**Work task**
Nothing but the pictures should go missing; return all the entries below exactly.

**Dataset records**
****************************************

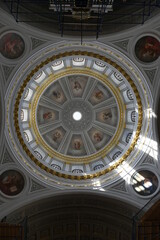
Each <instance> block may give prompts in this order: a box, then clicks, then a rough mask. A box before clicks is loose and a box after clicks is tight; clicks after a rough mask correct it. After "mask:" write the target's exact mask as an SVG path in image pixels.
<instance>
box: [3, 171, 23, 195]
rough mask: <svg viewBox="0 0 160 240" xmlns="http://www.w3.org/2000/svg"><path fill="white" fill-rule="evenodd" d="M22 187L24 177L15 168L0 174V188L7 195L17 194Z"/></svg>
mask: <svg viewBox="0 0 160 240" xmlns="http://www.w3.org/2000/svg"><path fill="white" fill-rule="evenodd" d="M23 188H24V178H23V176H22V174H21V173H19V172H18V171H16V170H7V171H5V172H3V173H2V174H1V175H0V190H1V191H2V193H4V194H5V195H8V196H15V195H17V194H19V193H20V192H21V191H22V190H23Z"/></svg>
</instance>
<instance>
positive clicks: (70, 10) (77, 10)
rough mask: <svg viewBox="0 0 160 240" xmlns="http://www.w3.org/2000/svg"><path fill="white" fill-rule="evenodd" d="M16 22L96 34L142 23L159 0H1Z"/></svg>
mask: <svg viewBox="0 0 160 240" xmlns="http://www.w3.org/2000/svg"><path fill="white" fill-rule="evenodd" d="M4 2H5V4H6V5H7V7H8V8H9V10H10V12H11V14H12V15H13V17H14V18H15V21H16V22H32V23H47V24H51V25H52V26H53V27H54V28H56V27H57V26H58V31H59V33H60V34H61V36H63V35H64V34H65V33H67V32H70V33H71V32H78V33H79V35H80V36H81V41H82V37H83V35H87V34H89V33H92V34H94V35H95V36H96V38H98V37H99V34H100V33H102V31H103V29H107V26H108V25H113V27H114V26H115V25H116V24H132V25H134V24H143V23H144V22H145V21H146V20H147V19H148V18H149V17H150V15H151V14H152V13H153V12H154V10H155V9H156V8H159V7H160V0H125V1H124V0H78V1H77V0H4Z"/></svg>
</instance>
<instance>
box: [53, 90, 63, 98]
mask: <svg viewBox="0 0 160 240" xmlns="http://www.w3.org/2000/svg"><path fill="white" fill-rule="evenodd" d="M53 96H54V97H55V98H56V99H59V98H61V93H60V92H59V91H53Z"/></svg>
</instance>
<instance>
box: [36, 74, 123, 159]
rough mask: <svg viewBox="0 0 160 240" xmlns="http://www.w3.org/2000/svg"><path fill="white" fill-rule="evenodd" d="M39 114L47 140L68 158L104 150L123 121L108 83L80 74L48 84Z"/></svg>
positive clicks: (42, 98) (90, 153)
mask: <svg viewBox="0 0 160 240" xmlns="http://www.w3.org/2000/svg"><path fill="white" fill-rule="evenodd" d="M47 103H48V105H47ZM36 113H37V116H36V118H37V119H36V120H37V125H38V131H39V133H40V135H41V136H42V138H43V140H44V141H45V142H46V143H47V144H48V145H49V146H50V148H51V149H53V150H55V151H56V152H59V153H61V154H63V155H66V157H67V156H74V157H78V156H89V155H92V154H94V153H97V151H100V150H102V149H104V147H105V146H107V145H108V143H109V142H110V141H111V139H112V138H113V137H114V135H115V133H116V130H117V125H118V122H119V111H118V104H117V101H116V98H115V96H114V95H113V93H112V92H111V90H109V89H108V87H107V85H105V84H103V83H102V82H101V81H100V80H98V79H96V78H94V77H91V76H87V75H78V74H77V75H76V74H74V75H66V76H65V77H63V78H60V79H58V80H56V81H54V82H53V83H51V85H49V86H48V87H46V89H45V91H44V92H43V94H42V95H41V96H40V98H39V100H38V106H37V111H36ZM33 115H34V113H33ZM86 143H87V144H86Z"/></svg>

****************************************

**Response to this task**
Each <instance> block may give prompts in this order: a box, then clicks, then a rough mask. A box before clicks is loose and a box after clicks is tight; clicks after a rough mask correct it. After "mask:" write the target's exact mask as an SVG path in image pixels.
<instance>
box: [3, 171, 23, 195]
rough mask: <svg viewBox="0 0 160 240" xmlns="http://www.w3.org/2000/svg"><path fill="white" fill-rule="evenodd" d="M22 187L24 177L15 168L0 174V188L7 195L17 194Z"/></svg>
mask: <svg viewBox="0 0 160 240" xmlns="http://www.w3.org/2000/svg"><path fill="white" fill-rule="evenodd" d="M23 188H24V178H23V176H22V174H21V173H19V172H18V171H16V170H7V171H5V172H3V173H2V174H1V175H0V190H1V191H2V193H4V194H5V195H8V196H15V195H17V194H19V193H20V192H21V191H22V190H23Z"/></svg>
</instance>
<instance>
positive clicks: (70, 10) (77, 10)
rough mask: <svg viewBox="0 0 160 240" xmlns="http://www.w3.org/2000/svg"><path fill="white" fill-rule="evenodd" d="M16 22L96 34L142 23L159 0H1Z"/></svg>
mask: <svg viewBox="0 0 160 240" xmlns="http://www.w3.org/2000/svg"><path fill="white" fill-rule="evenodd" d="M4 2H5V4H6V5H7V7H8V8H9V10H10V12H11V14H12V15H13V17H14V18H15V21H16V22H32V23H47V24H51V25H52V26H53V27H54V28H56V27H57V26H58V31H59V33H60V34H61V36H63V35H64V34H65V33H67V32H70V33H71V32H78V33H79V35H80V36H81V41H82V37H83V35H87V34H89V33H92V34H94V35H95V36H96V38H98V37H99V34H100V33H102V31H103V29H107V26H108V25H113V27H114V26H115V25H116V24H132V25H134V24H143V23H144V22H145V21H146V20H147V19H148V18H149V17H150V15H151V14H152V13H153V12H154V10H155V9H156V8H159V7H160V0H125V1H124V0H78V1H77V0H4Z"/></svg>
</instance>
<instance>
box: [53, 90, 63, 98]
mask: <svg viewBox="0 0 160 240" xmlns="http://www.w3.org/2000/svg"><path fill="white" fill-rule="evenodd" d="M53 96H54V97H55V98H56V99H59V98H61V93H60V92H59V91H53Z"/></svg>
</instance>
<instance>
box: [36, 74, 123, 159]
rough mask: <svg viewBox="0 0 160 240" xmlns="http://www.w3.org/2000/svg"><path fill="white" fill-rule="evenodd" d="M39 114L47 140L68 158L104 150L123 121L108 83L80 74L48 84Z"/></svg>
positive clicks: (42, 98) (90, 153)
mask: <svg viewBox="0 0 160 240" xmlns="http://www.w3.org/2000/svg"><path fill="white" fill-rule="evenodd" d="M47 103H48V105H47ZM36 113H37V116H36V118H37V119H36V120H37V125H38V131H39V133H40V135H41V136H42V138H43V140H44V141H45V142H46V143H47V144H48V145H49V146H50V148H51V149H53V150H55V151H56V152H59V153H61V154H63V155H66V157H67V156H74V157H78V156H89V155H92V154H94V153H97V151H100V150H102V149H104V147H105V146H107V145H108V143H109V142H110V141H111V139H112V138H113V137H114V135H115V133H116V130H117V125H118V122H119V111H118V104H117V101H116V98H115V96H114V95H113V93H112V92H111V90H109V89H108V87H107V85H105V84H103V83H102V82H101V81H100V80H98V79H96V78H94V77H91V76H87V75H78V74H77V75H76V74H74V75H66V76H65V77H63V78H60V79H58V80H56V81H54V82H53V83H51V85H49V86H48V87H46V89H45V91H44V92H43V94H42V95H41V96H40V98H39V100H38V106H37V111H36ZM33 115H34V113H33ZM86 143H87V144H86Z"/></svg>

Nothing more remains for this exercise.